§ YOUR INSTRUCTIONS:
Return, word for word, only the lines of the data below that lie between the line with "instance, like [984,24]." and the line with "[pin] dark maroon", those two lines included.

§ EXCERPTED RECORDS:
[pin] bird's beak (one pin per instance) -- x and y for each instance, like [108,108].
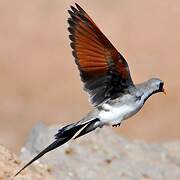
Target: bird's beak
[164,91]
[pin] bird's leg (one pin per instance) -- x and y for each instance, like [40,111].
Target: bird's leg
[116,125]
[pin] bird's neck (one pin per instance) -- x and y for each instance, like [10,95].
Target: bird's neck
[146,91]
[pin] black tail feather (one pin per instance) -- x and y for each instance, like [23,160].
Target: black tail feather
[52,146]
[64,134]
[88,128]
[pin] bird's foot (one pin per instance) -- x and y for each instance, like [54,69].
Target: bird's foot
[116,125]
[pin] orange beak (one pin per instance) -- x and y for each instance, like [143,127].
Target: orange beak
[164,91]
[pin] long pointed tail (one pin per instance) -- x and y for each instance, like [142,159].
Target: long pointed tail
[64,135]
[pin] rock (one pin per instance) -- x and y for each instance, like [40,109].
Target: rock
[104,155]
[10,164]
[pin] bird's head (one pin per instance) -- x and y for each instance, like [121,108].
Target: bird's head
[156,85]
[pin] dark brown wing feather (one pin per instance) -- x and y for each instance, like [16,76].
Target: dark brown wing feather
[103,69]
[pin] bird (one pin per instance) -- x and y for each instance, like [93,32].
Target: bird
[106,78]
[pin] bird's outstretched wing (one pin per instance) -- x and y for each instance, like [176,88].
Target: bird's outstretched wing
[103,69]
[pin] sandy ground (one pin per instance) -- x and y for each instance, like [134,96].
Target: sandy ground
[40,82]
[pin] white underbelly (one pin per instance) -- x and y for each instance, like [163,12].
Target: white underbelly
[115,114]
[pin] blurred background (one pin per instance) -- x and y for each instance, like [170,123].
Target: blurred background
[39,80]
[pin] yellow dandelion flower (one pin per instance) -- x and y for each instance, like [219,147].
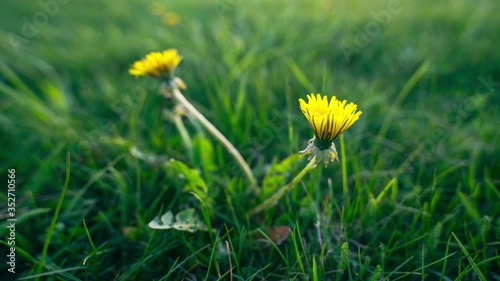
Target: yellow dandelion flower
[157,64]
[328,120]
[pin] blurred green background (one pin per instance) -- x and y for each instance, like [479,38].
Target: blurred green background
[426,75]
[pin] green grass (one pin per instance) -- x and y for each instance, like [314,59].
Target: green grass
[414,196]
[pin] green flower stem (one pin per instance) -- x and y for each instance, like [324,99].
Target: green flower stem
[186,139]
[215,133]
[273,199]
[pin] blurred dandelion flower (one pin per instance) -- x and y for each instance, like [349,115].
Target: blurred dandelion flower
[157,64]
[328,120]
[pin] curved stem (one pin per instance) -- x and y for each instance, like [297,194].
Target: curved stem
[273,199]
[215,133]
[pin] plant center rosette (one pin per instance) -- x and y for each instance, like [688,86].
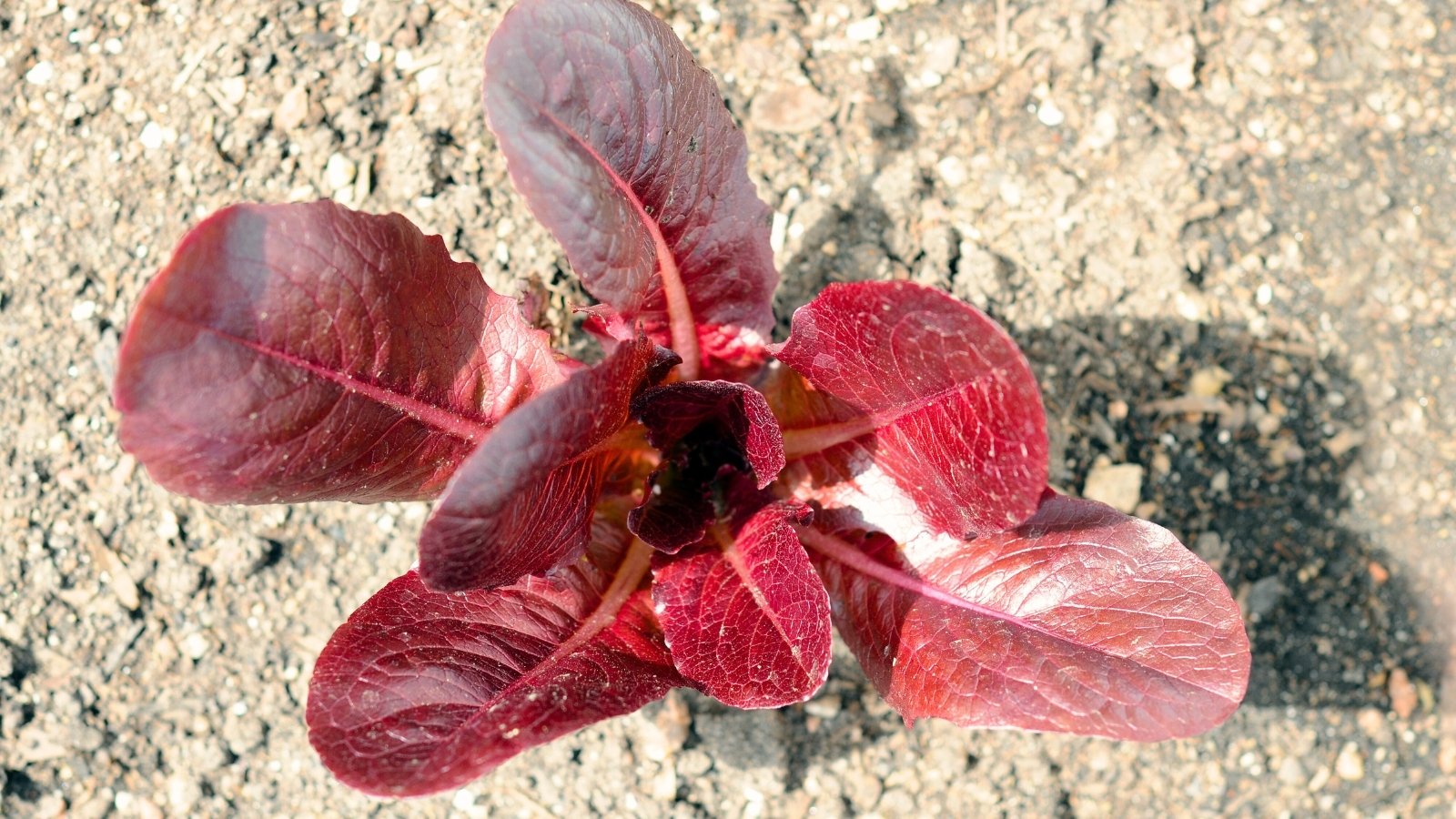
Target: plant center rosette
[698,509]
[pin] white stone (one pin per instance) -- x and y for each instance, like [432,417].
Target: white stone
[339,174]
[865,29]
[1118,486]
[1050,116]
[953,171]
[41,73]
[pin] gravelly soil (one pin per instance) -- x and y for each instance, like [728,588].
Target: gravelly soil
[1223,232]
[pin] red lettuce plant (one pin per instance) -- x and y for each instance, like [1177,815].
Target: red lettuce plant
[696,509]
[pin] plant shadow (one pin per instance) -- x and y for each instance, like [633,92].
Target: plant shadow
[1249,475]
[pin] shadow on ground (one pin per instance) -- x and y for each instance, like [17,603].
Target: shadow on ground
[1251,475]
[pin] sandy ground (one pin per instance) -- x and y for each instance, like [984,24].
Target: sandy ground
[1223,232]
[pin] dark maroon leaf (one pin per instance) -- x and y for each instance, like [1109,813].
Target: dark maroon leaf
[706,430]
[521,503]
[679,503]
[623,149]
[308,351]
[735,410]
[946,431]
[1081,622]
[744,614]
[422,691]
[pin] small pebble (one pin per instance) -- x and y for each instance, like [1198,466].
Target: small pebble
[339,174]
[1402,694]
[196,646]
[1350,763]
[41,73]
[1118,486]
[291,109]
[865,29]
[1050,116]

§ ANSWER FOR THIS EXERCISE:
[pin] sandy ground (one pin per instance) -- x and y for each instance, like [984,24].
Target: sandy ground
[1223,232]
[pin] dark maroon leaf (one pin per instance) -- x and y for each instance, like [1109,813].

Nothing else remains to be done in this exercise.